Set task >>
Retype all of the entries below word for word, leaving out the pictures.

Material to process >>
▼

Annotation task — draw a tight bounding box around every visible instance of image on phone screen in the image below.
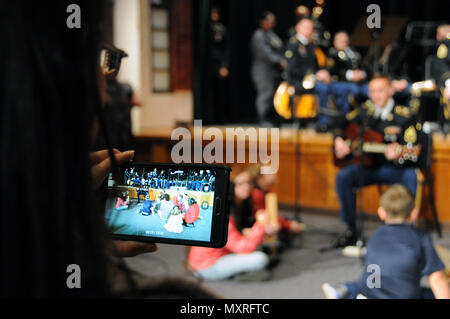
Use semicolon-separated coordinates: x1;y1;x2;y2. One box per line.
106;165;216;242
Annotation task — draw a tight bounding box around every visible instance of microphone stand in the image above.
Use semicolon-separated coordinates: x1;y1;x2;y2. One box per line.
355;114;369;249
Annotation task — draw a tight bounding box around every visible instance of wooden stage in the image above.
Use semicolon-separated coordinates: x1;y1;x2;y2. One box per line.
135;127;450;224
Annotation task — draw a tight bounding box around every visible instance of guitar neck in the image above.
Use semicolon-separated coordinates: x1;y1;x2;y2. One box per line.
363;142;388;154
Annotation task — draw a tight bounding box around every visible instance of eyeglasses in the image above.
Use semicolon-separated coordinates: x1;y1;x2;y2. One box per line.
100;43;128;79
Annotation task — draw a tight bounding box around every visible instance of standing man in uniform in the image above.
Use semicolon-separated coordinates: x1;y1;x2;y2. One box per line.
250;12;286;125
328;31;367;118
208;8;230;124
285;17;331;126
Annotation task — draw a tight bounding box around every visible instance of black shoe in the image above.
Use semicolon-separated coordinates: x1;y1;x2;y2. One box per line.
331;230;358;248
316;123;330;133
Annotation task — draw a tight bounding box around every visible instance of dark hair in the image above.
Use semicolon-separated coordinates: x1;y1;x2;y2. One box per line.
295;15;314;25
369;72;391;83
0;0;110;297
259;11;275;22
380;184;415;219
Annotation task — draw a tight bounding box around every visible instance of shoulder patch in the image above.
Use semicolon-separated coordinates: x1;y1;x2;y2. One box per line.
345;109;359;121
395;105;411;117
403;126;417;144
327;58;334;68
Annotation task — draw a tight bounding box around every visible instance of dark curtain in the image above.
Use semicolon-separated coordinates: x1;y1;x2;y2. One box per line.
193;0;450;124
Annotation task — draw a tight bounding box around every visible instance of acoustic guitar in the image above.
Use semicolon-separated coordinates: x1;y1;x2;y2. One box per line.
333;124;422;167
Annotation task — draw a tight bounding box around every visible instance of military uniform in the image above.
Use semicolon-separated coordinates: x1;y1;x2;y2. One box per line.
334;99;425;231
250;29;284;121
285;36;319;95
328;47;368;114
285;35;328;124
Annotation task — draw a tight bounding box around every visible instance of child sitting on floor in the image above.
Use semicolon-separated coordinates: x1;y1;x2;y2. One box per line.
322;185;450;299
188;166;278;280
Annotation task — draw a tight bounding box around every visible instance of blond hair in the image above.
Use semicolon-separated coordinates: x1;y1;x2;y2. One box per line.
380;184;414;219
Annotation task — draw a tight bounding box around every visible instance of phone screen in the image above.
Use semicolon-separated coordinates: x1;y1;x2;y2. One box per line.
105;164;220;243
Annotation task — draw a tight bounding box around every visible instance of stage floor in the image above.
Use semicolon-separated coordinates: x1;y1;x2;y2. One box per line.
127;211;450;299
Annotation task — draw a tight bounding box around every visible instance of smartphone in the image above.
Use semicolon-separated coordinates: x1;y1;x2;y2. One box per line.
105;162;231;248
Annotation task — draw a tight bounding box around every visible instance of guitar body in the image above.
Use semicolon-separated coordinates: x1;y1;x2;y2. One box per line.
333;124;384;167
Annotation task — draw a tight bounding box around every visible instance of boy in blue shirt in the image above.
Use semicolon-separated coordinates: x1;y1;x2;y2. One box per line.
322;185;450;299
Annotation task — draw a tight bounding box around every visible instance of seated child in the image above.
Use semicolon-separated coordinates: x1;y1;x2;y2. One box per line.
164;206;183;234
116;193;130;210
250;165;305;234
139;195;153;216
188;166;278;280
183;197;200;226
322;185;450;299
156;193;175;220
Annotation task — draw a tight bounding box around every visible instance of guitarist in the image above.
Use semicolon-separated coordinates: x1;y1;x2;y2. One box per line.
333;75;421;248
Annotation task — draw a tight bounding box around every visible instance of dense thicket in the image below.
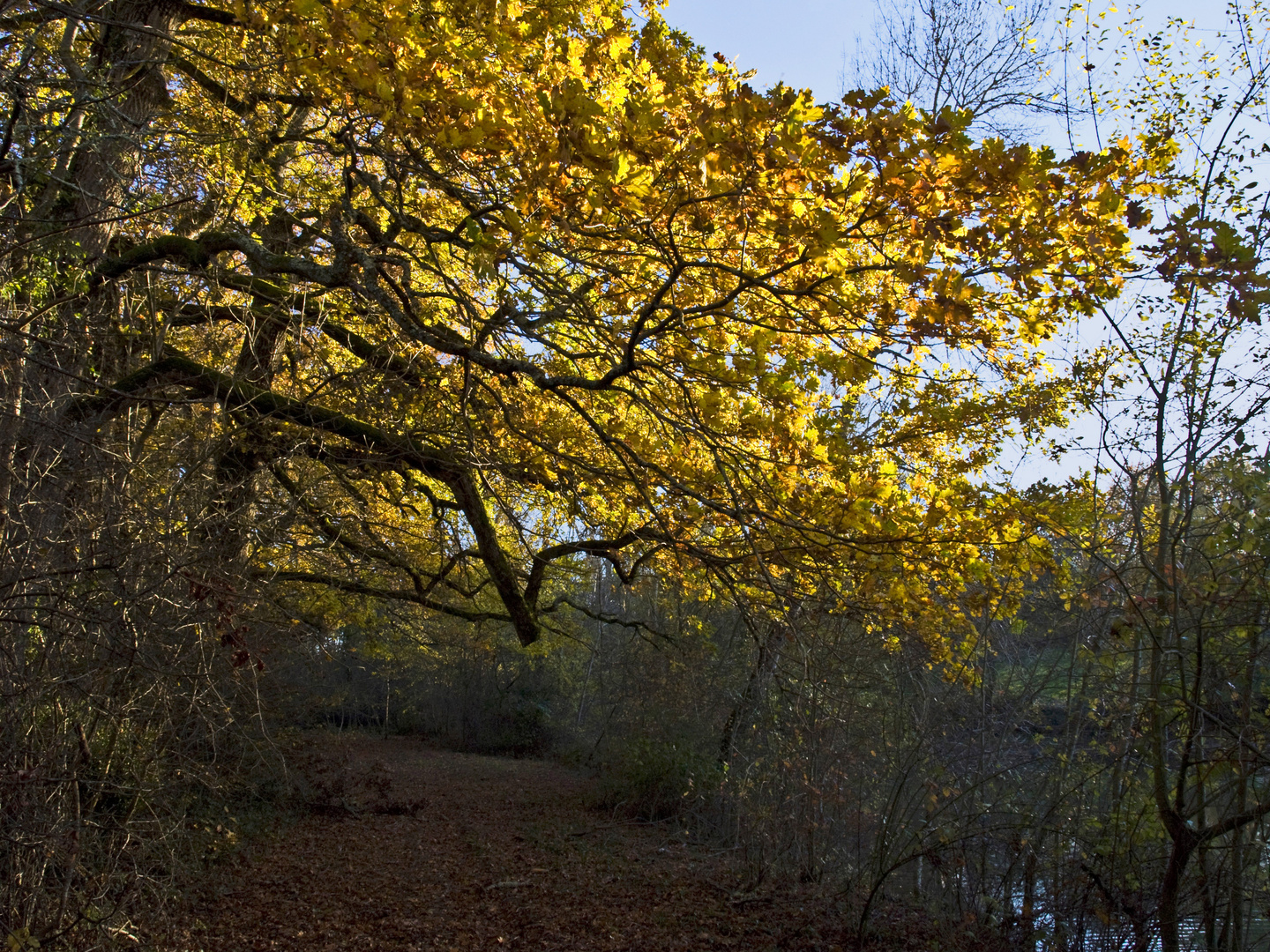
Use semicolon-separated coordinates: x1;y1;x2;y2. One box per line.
0;0;1270;952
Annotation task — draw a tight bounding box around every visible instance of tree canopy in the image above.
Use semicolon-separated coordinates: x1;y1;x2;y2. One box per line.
5;0;1144;665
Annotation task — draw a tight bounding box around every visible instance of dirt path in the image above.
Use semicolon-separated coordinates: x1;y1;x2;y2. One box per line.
169;739;846;952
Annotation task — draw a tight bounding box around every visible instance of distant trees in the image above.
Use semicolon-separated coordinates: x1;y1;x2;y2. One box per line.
0;0;1270;948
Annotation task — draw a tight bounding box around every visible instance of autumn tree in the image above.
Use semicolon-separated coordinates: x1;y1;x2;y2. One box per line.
0;0;1157;934
1041;6;1270;952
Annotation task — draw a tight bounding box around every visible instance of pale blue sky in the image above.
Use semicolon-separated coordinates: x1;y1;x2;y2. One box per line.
666;0;1226;100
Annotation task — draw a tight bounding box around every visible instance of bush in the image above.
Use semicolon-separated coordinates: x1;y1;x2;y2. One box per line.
600;739;724;820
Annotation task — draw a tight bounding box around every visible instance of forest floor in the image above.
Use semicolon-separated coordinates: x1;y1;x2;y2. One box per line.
160;735;854;952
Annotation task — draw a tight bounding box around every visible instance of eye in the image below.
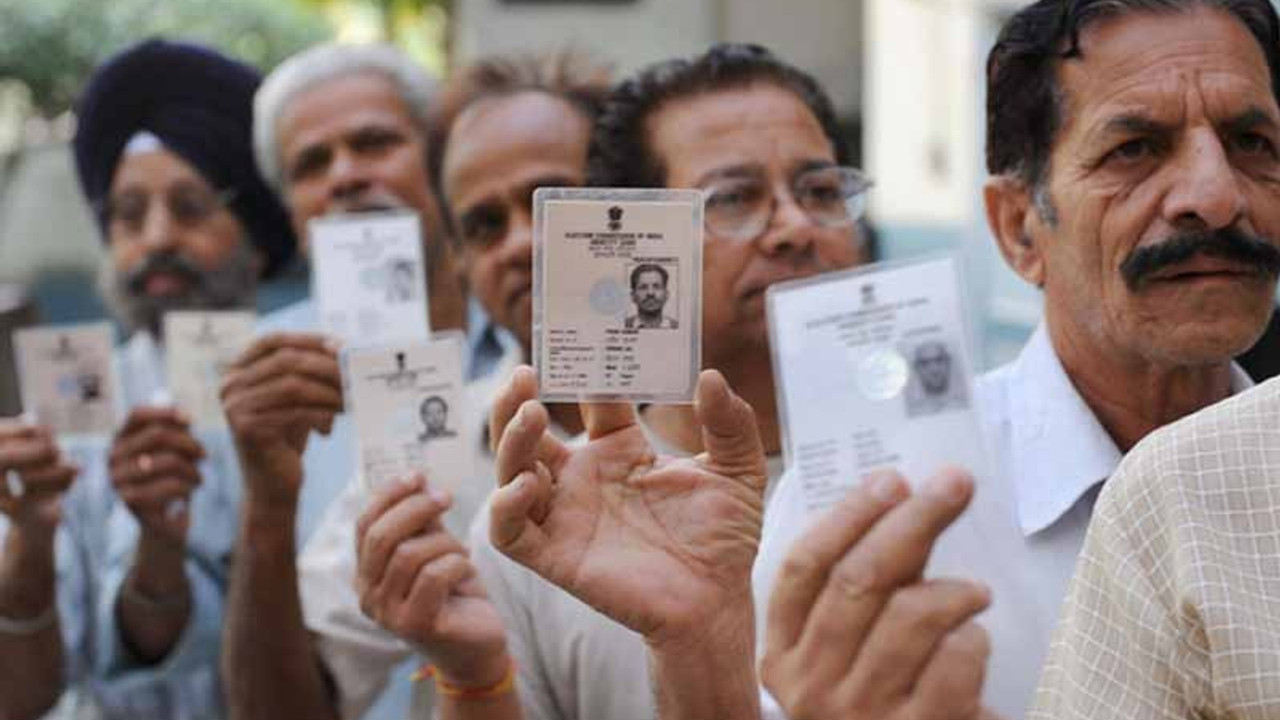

▲

Reply to the exercise >>
Annotation task — draw a tight bounding box around every visible instance of image on phone screen in the image below.
Use semicolon-separated coordinates: x1;y1;x2;y2. One box per line.
106;165;216;242
Annotation task — draw a tight bounding box around every visible instance of microphone stand in the image above.
Use semicolon-separated coordinates: x1;y1;x2;y2. One box per line.
355;114;369;249
Annotation task — draw a tight bounding box around every visible instance of wooden stage in the image above.
Use semicolon-separated coordinates: x1;y1;x2;y2. One box per line.
135;127;450;224
Annotation task — draw a tight bounding box around every visible instance of guitar neck in the image above.
Use semicolon-separated coordinates: x1;y1;x2;y2. One box per line.
363;142;388;154
Annotation task — draw a tight bounding box around every visible instance of eyeglasses in the image above.
Use semicolon-separated coordinates: x1;y1;x2;y2. One box per line.
100;43;128;79
Annotation task — draw a tight bounding box around every visible instance of standing man in uniform in the image above.
Use semicolon-separated coordinates: x1;y1;x2;y2. One box per line.
250;12;286;125
328;31;367;118
208;8;230;124
285;17;331;126
Annotation task — draw a tight bounding box around every visible instance of black shoe in the image above.
Use semicolon-separated coordinates: x1;y1;x2;y2. One box per line.
331;230;358;248
316;123;330;133
Annotation task — draw a tight bounding box around every visible instance of dark hair in the image above.
Use semicolon-separated coordinates: x1;y1;x2;y2. One box per line.
295;15;314;25
369;72;391;83
0;0;110;297
259;11;275;22
380;184;415;219
Annotation task — draw a tight bounding box around every visible instance of shoulder patch in the image above.
Use semicolon-separated coordinates: x1;y1;x2;y2. One box per line.
345;109;359;121
395;105;411;117
403;126;417;144
327;58;334;68
Annotation task — draw a tight bounding box around every visible instance of dark curtain in the image above.
Use semicolon-separated coordinates: x1;y1;x2;y2. One box per line.
193;0;450;124
Annotation task — draw a tight bounding box around every visible instance of acoustic guitar in the image above.
Use semicolon-separated coordinates: x1;y1;x2;y2. One box per line.
333;124;422;167
Annotation task — draw a tight bounding box around every visible instance of military uniform in the image above.
Use semicolon-separated coordinates: x1;y1;x2;y2. One box per line.
334;99;425;231
250;29;284;121
285;36;319;95
328;47;368;114
285;35;328;124
Annotation task — draw a tight bounding box around every visible instance of child sitting on floor in the image above.
Use semicolon-separated coordinates: x1;y1;x2;y2. One box per line.
322;185;450;299
188;166;278;280
Annotation task — draw a tight bounding box around every visible instance of blond hair in the image above.
Use semicolon-separated coordinates: x1;y1;x2;y2. One box per line.
380;184;414;219
Annotation task — draw a tight bounding box around every visible instance of phone screen in the image above.
Use semicolon-separated coordinates: x1;y1;x2;y2. One box per line.
105;164;220;243
Annotation task — draw a tight bounding box around every visible instance of stage floor in the image above.
Use semicolon-separated coordinates: x1;y1;x2;y2. One box per line.
127;211;450;299
Annotation task — draw a tight bounding box around every visible instance of smartphone in the image above.
Use semicolon-separated coordinates: x1;y1;x2;y2. One box per line.
105;162;231;248
Annotation task — draw a tight bounding box around every visible instance of guitar body in the image above.
Use semicolon-separated coordinates: x1;y1;x2;y2. One box per line.
333;124;384;167
Annotation task — draw a tight bounding box around every visible instance of boy in blue shirt in the image above.
Use semicolon-separated coordinates: x1;y1;x2;y2. One box per line.
322;185;450;299
Annotation task — draw a tight bounding box around every visible instance of seated child in the image above.
Use semicolon-separated coordinates: x1;y1;x2;y2. One box per line.
164;206;183;234
116;193;130;210
250;165;305;234
139;195;153;216
188;166;278;280
183;197;200;226
322;185;450;299
156;193;175;220
Annotation task — draw a tight bounding box around every visible instance of guitarist in the image above.
Use semicolon-separated coordinates: x1;y1;x2;y2. One box per line.
333;75;421;248
Annotation task — draw a tight bounding box around every visible instance of dense thicket in the image below.
Use semicolon-separated coordinates: x1;y1;x2;y2. One box per line.
0;0;1270;952
Annotation task — draw a tight bounding box around every visible instance of tree canopy in the image above.
Use semicolon-separated coordinates: x1;y1;x2;y2. One box per line.
5;0;1144;665
Annotation task — draw a tight bounding box around every visible instance of dirt path in the image above.
Use semicolon-separated coordinates: x1;y1;x2;y2. One box per line.
169;739;846;952
Annotation task — draw a tight bounding box around every visible instance of distant trees in the image above.
Use semicolon-separated coordinates: x1;y1;x2;y2. One box per line.
0;0;1270;948
Annotation task — draw a tight bounding box around every visible instance of autumn tree in the image above.
Use semicolon-separated coordinates: x1;y1;x2;y2. One box per line.
0;0;1157;934
1041;6;1270;952
Annotation task — draw a tight bounding box around every visible instance of pale blue sky in the image above.
Use semicolon-separated coordinates: x1;y1;x2;y2. One box per line.
666;0;1226;100
Annotation task — draw a tight bounding box around every visible instance of bush in the image above.
Use semicolon-separated coordinates: x1;y1;x2;y2. One box per line.
600;739;724;820
Annotation task — draw a tight bounding box around every visible instance of forest floor in the image above.
Use semicolon-separated coordinates: x1;y1;x2;y2. One box per line.
160;735;854;952
Annotation task — draw a tight bounding box around every visible instance of eye in the image below.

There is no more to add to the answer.